(Source records)
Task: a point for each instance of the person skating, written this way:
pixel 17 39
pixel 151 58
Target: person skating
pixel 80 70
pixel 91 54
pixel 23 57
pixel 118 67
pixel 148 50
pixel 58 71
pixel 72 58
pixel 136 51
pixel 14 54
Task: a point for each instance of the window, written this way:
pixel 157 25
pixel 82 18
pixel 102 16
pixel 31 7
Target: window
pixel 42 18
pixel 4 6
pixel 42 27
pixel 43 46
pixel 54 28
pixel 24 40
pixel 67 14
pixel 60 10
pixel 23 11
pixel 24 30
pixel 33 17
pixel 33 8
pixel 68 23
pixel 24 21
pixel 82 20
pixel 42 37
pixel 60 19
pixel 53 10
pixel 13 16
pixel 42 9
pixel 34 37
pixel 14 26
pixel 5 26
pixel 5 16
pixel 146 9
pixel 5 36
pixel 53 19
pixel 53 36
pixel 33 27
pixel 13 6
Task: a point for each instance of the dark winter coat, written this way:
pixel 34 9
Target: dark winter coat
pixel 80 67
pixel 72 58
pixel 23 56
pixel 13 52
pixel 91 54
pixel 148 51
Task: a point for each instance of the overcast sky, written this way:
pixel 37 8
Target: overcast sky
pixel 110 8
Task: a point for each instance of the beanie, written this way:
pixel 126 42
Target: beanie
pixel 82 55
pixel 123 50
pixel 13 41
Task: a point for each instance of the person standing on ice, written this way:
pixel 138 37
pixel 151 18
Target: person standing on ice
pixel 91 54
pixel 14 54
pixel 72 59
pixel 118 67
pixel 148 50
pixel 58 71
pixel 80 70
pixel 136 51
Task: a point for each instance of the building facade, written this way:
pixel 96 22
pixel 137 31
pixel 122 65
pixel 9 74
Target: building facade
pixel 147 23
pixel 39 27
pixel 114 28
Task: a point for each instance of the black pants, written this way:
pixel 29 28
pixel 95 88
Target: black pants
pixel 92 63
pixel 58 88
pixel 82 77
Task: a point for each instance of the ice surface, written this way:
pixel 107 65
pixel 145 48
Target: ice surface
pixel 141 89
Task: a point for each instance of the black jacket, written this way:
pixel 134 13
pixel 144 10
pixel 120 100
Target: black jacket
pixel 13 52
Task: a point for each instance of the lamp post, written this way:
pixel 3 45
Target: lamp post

TASK ITEM
Copy, character for character, the lines from the line that holds "Target: black pants" through the final line of the records above.

EXERCISE ANSWER
Target: black pants
pixel 92 63
pixel 58 88
pixel 82 77
Task: a point for each instance of the ice surface, written this way:
pixel 107 65
pixel 145 48
Target: ice surface
pixel 141 89
Task: a point for each instance of the black jacket, written this way:
pixel 134 13
pixel 144 10
pixel 120 100
Target: black jacket
pixel 13 52
Task: a point for each instance of the lamp post, written this way:
pixel 3 45
Target: lamp post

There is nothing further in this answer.